Supplied material Block Start

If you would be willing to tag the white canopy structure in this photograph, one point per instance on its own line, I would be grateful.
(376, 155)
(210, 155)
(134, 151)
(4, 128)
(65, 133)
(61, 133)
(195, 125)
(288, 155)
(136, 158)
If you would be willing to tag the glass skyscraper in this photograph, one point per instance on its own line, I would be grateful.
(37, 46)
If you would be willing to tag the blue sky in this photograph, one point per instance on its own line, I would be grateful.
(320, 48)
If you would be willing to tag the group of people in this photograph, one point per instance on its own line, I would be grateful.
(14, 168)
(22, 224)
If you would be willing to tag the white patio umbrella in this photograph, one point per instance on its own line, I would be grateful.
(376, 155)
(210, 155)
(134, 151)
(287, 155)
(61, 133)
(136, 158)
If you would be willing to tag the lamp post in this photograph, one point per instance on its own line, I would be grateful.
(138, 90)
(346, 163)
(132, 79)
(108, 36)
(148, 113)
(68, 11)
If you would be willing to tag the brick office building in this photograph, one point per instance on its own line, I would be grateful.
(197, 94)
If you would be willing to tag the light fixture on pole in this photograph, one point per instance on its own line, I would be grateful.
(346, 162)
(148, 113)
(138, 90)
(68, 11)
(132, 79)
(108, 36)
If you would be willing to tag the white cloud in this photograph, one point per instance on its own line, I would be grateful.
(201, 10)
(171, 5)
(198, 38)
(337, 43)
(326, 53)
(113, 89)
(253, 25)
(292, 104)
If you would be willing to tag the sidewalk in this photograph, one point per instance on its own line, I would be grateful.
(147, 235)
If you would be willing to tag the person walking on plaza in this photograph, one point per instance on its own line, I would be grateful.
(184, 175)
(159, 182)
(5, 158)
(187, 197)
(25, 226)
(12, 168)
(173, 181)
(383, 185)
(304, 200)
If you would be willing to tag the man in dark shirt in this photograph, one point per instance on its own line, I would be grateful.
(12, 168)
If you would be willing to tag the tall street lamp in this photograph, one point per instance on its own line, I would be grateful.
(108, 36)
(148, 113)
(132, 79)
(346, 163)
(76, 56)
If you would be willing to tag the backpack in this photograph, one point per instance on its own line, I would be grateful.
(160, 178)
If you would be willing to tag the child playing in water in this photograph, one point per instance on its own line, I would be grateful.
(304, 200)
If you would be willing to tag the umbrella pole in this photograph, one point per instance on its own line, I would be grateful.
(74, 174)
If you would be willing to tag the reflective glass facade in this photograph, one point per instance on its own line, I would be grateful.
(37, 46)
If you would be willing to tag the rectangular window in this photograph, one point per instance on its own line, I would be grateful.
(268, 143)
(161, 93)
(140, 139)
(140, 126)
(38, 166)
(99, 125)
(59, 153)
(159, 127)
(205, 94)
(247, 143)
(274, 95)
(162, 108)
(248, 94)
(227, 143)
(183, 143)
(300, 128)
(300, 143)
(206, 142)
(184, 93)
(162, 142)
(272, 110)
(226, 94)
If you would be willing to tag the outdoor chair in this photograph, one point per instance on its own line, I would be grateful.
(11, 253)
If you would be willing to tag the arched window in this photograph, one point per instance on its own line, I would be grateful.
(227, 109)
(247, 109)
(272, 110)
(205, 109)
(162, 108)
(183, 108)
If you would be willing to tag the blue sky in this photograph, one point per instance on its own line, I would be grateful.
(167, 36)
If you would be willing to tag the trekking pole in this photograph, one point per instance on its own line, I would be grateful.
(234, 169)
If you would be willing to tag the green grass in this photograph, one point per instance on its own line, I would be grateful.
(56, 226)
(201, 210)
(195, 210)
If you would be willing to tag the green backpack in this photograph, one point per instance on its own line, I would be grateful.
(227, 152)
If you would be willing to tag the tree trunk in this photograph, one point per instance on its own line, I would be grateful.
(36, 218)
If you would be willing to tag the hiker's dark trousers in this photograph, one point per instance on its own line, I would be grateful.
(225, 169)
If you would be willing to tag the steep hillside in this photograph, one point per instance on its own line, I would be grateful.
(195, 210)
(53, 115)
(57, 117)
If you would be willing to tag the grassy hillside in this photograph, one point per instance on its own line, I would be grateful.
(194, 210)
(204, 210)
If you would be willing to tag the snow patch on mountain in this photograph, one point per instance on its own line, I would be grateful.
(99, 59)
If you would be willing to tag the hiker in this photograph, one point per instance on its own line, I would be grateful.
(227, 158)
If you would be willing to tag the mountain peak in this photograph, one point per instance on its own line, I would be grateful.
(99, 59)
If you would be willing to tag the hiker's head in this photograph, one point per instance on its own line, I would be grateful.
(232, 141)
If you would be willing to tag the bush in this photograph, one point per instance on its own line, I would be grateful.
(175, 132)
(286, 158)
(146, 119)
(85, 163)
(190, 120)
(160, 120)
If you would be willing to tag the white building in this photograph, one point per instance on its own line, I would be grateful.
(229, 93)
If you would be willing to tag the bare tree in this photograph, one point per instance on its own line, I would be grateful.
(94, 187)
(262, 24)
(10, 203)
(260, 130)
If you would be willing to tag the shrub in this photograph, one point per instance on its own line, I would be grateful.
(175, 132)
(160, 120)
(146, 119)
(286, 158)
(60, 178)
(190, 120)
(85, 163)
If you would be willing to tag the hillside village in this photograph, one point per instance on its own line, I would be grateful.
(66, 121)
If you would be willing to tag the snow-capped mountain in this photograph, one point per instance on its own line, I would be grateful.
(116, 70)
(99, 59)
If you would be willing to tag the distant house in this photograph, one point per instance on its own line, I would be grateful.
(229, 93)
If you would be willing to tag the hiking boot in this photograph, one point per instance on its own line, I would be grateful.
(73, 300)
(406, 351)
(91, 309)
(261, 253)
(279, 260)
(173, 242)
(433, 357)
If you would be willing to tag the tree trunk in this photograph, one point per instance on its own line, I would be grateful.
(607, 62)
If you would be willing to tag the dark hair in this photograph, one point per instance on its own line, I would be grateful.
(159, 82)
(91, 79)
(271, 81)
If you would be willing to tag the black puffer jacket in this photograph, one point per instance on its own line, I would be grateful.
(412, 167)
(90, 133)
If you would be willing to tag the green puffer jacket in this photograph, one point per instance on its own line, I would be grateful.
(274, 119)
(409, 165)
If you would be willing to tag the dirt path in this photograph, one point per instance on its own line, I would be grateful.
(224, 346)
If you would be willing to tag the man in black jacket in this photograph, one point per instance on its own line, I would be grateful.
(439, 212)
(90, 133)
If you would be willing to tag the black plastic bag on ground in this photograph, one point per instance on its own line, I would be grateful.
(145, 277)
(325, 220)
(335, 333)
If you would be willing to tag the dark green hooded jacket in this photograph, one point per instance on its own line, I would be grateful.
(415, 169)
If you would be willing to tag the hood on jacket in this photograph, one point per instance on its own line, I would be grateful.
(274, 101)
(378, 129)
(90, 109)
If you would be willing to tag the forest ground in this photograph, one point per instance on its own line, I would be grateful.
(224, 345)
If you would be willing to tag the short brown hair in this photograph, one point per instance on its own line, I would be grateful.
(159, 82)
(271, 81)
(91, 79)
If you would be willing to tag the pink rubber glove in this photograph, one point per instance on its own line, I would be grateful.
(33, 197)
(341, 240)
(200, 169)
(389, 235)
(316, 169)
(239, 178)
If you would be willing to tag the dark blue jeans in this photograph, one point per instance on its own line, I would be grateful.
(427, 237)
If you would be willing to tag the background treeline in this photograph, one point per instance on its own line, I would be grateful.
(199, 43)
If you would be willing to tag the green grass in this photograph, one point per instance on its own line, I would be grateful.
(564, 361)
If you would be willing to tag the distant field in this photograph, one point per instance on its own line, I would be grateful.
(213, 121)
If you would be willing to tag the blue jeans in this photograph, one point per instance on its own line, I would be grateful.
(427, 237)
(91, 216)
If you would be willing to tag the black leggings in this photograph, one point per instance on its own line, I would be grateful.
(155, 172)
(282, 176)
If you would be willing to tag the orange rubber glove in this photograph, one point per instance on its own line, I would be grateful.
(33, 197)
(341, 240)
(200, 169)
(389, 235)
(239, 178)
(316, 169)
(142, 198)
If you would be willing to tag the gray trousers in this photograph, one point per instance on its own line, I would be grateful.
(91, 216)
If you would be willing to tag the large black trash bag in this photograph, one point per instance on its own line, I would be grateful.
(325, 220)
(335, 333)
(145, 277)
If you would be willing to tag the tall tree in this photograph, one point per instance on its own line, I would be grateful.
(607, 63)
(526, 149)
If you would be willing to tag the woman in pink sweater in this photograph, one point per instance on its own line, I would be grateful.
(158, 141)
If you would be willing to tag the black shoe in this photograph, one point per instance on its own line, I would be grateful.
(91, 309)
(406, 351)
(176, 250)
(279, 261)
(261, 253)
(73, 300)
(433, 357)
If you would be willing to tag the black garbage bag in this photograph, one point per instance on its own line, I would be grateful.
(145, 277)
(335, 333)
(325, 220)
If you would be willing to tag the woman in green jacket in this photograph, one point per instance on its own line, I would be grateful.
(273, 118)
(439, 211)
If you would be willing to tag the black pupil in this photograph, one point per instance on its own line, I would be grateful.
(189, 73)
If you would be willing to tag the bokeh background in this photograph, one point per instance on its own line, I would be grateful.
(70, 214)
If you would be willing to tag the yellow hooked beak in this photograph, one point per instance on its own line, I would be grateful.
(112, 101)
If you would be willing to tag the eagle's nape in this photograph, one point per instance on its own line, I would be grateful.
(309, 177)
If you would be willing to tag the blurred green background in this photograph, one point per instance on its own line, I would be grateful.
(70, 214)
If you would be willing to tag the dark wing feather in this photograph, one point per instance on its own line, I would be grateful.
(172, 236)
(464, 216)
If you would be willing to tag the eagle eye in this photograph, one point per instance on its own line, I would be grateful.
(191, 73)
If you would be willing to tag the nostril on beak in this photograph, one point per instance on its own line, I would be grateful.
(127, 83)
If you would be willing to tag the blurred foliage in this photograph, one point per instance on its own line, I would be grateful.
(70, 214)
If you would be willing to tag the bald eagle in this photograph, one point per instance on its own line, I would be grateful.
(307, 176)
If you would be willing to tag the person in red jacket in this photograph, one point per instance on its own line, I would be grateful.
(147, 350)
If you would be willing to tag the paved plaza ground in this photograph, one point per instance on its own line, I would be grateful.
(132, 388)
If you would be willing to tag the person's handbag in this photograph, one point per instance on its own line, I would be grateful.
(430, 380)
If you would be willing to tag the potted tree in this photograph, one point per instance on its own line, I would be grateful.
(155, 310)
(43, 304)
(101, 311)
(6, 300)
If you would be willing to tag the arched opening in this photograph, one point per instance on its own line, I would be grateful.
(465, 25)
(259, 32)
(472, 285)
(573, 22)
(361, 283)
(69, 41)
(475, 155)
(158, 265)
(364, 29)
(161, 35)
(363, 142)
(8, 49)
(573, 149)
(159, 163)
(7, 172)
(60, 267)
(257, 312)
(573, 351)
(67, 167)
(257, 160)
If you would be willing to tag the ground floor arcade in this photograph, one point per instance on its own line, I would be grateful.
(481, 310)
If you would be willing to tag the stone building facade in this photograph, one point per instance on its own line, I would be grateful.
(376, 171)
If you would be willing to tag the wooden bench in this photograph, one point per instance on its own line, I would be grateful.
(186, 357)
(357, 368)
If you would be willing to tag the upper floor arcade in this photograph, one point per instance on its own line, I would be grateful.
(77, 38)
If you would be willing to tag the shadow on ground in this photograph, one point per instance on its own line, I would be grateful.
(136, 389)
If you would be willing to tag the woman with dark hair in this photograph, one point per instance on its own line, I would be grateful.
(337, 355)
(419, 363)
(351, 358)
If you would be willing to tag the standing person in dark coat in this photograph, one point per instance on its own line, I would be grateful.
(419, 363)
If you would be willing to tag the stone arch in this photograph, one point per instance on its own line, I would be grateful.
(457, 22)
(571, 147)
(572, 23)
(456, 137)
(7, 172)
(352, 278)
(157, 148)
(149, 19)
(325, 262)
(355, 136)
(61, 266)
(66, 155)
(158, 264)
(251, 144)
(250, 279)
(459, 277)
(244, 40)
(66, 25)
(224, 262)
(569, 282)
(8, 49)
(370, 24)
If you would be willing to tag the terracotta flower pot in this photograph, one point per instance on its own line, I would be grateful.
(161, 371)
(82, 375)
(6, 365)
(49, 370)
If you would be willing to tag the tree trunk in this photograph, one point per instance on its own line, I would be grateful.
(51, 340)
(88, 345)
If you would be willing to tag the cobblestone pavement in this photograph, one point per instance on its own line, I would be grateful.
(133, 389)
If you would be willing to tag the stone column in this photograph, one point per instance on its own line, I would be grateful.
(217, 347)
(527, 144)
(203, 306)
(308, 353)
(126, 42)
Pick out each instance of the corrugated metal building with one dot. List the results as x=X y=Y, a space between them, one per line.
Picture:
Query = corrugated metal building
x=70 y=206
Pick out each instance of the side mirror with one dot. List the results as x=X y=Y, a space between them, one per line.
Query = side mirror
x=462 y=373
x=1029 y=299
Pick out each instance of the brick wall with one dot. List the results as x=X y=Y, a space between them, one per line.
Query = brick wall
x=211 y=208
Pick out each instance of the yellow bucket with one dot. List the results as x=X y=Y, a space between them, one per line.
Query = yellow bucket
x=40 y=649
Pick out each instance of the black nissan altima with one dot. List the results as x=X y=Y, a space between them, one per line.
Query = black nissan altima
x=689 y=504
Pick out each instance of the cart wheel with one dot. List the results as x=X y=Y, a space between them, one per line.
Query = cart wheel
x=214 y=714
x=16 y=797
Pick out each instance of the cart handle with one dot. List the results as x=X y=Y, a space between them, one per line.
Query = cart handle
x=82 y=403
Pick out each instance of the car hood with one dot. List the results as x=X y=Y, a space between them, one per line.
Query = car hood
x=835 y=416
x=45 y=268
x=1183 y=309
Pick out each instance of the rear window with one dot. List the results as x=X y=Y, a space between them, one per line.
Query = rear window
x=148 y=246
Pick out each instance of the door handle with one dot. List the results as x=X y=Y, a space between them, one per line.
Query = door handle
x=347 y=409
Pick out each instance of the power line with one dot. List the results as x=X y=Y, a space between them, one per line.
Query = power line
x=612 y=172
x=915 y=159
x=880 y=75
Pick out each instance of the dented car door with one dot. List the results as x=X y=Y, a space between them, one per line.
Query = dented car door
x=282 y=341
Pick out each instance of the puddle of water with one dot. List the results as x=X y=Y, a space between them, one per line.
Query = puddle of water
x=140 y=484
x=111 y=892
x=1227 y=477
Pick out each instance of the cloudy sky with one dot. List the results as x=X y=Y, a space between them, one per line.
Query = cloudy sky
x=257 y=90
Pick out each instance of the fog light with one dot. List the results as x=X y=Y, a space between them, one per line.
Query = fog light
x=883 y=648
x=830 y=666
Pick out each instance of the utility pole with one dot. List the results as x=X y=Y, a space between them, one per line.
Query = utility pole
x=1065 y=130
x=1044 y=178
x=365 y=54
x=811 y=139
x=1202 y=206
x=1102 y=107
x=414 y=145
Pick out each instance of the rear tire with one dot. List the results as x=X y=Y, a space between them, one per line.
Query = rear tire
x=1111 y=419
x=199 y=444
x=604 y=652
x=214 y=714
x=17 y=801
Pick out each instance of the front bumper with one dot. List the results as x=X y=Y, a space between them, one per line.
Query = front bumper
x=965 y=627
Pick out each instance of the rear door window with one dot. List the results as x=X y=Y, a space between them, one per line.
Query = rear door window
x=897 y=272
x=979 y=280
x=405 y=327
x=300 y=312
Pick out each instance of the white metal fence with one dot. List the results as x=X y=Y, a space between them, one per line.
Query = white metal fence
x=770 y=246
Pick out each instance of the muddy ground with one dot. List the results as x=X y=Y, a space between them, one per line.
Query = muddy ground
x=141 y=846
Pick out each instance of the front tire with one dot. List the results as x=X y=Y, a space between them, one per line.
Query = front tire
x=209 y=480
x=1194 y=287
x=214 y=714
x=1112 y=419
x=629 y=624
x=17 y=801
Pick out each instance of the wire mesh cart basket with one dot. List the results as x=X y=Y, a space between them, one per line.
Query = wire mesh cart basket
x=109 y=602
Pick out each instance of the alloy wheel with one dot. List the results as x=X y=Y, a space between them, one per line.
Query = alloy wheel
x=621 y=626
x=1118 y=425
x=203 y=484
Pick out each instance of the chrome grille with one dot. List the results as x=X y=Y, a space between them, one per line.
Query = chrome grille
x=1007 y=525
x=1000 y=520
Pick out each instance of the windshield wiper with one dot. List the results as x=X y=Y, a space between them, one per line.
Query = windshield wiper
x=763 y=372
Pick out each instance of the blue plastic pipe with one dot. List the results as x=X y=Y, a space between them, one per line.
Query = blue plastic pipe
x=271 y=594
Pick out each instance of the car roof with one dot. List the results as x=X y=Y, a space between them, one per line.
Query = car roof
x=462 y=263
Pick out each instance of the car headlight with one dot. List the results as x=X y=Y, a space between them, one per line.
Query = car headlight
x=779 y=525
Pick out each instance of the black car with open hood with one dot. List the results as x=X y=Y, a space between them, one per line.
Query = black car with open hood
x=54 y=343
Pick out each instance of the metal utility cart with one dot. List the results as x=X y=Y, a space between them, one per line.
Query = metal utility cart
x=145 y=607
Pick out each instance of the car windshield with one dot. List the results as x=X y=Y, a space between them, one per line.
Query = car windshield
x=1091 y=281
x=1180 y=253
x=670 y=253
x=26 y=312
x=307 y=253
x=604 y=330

Supplied material Block End

- [Aim of the task] The lines to extract from the data above begin with the line containing "Query = alloy wheel" and end with the line containing "Pick out each instance of the black car". Extract them exactly, including both.

- [Task solution]
Query = alloy wheel
x=621 y=626
x=1118 y=425
x=203 y=484
Pick out each instance of the chrome grille with one dot. List the results as x=X y=Y, a space between them, one per line.
Query = chrome grille
x=1007 y=525
x=1000 y=520
Pick out each instance of the windshield wiper with one dot. List the results as x=X y=Y, a space between them, one per line.
Query = windshield wiper
x=763 y=372
Pick out each instance of the blue plastic pipe with one dot. List the results as x=X y=Y, a space between them, one per line.
Query = blue plastic pipe
x=271 y=594
Pick out each instance of the car roof with one dot. List the results as x=X y=Y, a space between them, one per line.
Query = car roof
x=462 y=263
Pick out each instance of the car headlight with one dot. List the results as x=X y=Y, a space between them, one per line.
Query = car headlight
x=779 y=525
Pick out each instance of the black car with open hood with one dot. List the results as x=X y=Y, a space between them, one per line.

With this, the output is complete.